* [Instructions]
1 - For the post on foreign correspondence, decide whether each statement agrees with it: (a) the decline in foreign correspondents began in Europe and later spread to the U.S.; (b) correspondents were leaving Japan and Hong Kong because of expense; (c) most of the Internet initiatives named in the 2004 article still exist. Answer each with yes or no and quote the deciding words.
2 - From the post on foreign correspondence, set down the part that opens with the words containing "Today De Journalist, the" and closes with "the media industry.".

* [Extract to read]
::::::::

February 28, 2008

Today De Journalist, the magazine of the Dutch trade union for journalists (NVJ), reports on the state of Dutch foreign correspondence. It’s not a pretty picture.

The subject is close to my heart. In 2004, as a foreign correspondent based in China, I also tried to gauge the future of foreign correspondence for the Nieman Reports. At the time I noted a huge decline in the number of foreign correspondents — which started in the U.S. in the 1980s, spilled over to Europe in the late 1990s, and I noted that numbers were still dropping dramatically due to cost cutting in the media industry.

I wrote that foreign correspondents were leaving Africa (no news), Japan and Hong Kong (too expensive) — but the ones remaining increasingly headed to China, where prices were still affordable.

In that article I expressed hope that the Internet might create options for foreign correspondents. However, most of the initiatives I mentioned then have since disappeared or did not have the impact I expected.

::::::::

* [Collected material]

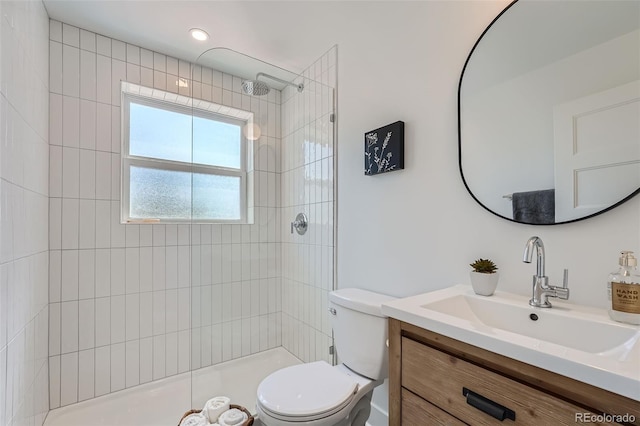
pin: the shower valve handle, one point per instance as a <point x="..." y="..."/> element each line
<point x="300" y="224"/>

::::::::

* [The replies]
1 -
(a) No: "which started in the U.S. in the 1980s, spilled over to Europe in the late 1990s"
(b) Yes: "Japan and Hong Kong (too expensive)"
(c) No: "most of the initiatives I mentioned then have since disappeared or did not have the impact I expected"

2 -
Today De Journalist, the magazine of the Dutch trade union for journalists (NVJ), reports on the state of Dutch foreign correspondence. It’s not a pretty picture.

The subject is close to my heart. In 2004, as a foreign correspondent based in China, I also tried to gauge the future of foreign correspondence for the Nieman Reports. At the time I noted a huge decline in the number of foreign correspondents — which started in the U.S. in the 1980s, spilled over to Europe in the late 1990s, and I noted that numbers were still dropping dramatically due to cost cutting in the media industry.